[[ DOCUMENT SECTION open ]]

With August just around the corner, I got a bit nostalgic about the start of the academic year. A bunch of my friends are just about to start med school, even more friends have just started internships and fellowships, and all around the country M2s are starting to think about Step 1.
As a fresh M2 I was completely clueless as to the true nature of Step 1, and how important it was. At first, I (naively) assumed it was simply a licensing exam—just a little something to ensure that doctors weren’t completely bad. And in fact, that was the original purpose of the USMLE exams.
But for a number of reasons, Step 1 is now a key measure of competitiveness/achievement, and nowhere is it more obvious than during residency applications. Every year, the NRMP (National Resident Matching Program) publishes 2 highly informative documents: 1) the Results and Data of the main residency match and 2) the Characteristics of Applicants Who Matched to Their Preferred Specialty.
In 2009 and 2010, the number of overall PGY-1 (intern) positions per applicant hit an all-time low: 0.75 spots per applicant. At the same time, the difference between the average Step 1 score for candidates who matched vs. the candidates who did not match remained small: 225 vs. 216 respectively. Think about that for a second. It might be tempting to think that a couple points in either direction won’t make a big difference, but this data suggests otherwise. Nine points below 225, and you’re into the “didn’t match” zone.

[[ DOCUMENT SECTION closed ]]
[[ DATASET ENTRIES open ]]

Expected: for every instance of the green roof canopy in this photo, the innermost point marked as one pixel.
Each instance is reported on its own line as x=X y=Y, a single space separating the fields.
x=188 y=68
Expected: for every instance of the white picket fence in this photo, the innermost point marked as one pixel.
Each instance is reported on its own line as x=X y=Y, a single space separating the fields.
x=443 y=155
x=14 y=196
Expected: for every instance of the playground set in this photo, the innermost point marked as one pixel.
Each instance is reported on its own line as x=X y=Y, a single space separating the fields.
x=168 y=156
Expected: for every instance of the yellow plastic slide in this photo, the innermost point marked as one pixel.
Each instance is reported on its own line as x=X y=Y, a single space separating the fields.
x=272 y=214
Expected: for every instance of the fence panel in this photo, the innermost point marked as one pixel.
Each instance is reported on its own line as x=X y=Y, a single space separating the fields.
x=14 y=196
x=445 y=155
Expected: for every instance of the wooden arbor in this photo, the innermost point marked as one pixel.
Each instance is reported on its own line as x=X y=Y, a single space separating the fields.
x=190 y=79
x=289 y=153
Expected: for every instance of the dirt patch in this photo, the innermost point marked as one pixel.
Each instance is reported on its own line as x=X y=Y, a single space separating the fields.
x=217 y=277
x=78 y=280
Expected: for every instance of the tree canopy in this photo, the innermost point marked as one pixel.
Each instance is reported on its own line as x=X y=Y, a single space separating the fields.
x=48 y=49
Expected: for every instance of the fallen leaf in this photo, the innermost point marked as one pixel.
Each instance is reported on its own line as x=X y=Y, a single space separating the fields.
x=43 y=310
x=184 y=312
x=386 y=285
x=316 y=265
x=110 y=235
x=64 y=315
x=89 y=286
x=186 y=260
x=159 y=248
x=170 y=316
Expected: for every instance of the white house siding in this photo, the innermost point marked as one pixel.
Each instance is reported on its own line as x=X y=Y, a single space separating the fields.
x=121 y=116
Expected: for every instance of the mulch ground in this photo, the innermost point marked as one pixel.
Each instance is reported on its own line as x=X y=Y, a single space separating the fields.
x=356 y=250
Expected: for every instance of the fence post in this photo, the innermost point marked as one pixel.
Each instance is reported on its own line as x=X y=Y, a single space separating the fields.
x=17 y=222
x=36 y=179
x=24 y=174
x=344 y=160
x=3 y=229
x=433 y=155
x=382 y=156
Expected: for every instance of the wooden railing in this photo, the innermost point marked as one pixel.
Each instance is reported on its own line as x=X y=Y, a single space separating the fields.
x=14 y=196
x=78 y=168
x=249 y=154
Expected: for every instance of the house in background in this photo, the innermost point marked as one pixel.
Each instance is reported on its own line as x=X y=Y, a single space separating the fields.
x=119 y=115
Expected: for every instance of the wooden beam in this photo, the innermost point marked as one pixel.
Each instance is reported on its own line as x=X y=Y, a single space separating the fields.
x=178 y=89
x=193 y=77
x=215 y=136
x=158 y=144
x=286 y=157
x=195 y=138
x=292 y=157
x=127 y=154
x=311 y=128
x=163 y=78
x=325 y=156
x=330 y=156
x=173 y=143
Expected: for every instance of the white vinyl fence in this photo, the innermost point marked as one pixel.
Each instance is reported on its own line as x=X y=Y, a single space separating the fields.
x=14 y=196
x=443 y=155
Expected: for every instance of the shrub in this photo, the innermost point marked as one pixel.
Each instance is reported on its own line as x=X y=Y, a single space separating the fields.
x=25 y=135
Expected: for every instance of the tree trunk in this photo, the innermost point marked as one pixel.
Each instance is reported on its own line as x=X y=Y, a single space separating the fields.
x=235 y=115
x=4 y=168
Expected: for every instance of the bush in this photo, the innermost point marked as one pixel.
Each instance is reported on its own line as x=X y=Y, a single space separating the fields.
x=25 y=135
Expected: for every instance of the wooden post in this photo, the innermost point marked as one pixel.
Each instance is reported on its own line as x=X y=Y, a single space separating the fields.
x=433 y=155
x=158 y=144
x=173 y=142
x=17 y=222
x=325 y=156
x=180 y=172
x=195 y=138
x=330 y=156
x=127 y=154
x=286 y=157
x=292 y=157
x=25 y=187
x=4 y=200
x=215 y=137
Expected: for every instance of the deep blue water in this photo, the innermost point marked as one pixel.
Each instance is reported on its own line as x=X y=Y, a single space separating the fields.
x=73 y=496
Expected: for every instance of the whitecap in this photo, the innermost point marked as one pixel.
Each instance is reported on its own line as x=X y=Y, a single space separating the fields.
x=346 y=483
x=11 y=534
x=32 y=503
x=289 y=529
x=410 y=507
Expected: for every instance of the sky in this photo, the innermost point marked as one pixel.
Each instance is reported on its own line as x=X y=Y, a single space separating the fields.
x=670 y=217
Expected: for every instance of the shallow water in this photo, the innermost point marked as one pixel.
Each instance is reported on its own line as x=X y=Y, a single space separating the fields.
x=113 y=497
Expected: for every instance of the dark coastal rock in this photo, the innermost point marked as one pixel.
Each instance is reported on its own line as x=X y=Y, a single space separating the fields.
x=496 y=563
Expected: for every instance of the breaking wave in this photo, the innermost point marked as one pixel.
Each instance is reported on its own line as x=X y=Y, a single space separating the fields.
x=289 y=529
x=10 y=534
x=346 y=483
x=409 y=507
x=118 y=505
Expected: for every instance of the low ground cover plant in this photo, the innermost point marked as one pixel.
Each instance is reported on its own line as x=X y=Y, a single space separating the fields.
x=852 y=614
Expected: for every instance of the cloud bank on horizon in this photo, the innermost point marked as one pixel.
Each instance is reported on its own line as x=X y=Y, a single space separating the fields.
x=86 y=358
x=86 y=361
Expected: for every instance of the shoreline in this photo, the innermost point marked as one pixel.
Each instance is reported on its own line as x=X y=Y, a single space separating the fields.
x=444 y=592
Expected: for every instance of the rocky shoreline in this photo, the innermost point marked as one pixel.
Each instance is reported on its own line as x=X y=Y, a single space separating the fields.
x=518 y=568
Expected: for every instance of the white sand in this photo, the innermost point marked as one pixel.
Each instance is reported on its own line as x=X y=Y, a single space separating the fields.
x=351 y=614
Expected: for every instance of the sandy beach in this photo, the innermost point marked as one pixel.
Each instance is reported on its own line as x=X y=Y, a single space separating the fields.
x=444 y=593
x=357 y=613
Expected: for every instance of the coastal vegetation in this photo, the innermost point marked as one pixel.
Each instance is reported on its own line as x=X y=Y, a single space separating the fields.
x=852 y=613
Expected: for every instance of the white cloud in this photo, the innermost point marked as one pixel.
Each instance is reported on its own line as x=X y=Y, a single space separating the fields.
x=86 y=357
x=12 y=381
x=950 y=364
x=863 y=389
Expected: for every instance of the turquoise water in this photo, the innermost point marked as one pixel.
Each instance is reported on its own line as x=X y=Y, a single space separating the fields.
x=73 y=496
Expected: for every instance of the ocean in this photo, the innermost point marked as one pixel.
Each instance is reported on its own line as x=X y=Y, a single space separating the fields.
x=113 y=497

[[ DATASET ENTRIES closed ]]

- PROBLEMS TO WORK ON -
[a] In the post about Step 1, what were the average Step 1 scores in 2009 and 2010 for candidates who matched and for those who did not?
[b] List every abbreviation written in capital letters in the post about Step 1.
[c] Carry on writing the post about Step 1 from its last sentence.
The records were taken from a different source.

- TASK RESULTS -
[a] 225 for those who matched and 216 for those who did not.

[b] M2, USMLE, NRMP, PGY-1

[c]
The other side of the story is that average Step 1 scores for the most competitive specialties seem to be rising by the year: a whopping 247 in plastic surgery, 242 in dermatology, 241 in ENT, and 239 in orthopedic surgery. The message is clear: even a few points on the Step 1 exam can make or break you.
Step 1 scores certainly aren’t the end-all of a residency application, and the NRMP provides plenty of other data points to look at (e.g. % of matched candidates with AOA, % of matched candidates with research experiences). But it’s pretty clear that Step 1 scores remain a major and perhaps growing part of an application, and that competition for residency spots is going up.
The sooner you start studying/learning with Step 1 in mind, the fewer hurdles you’ll have to securing the residency position of your choice.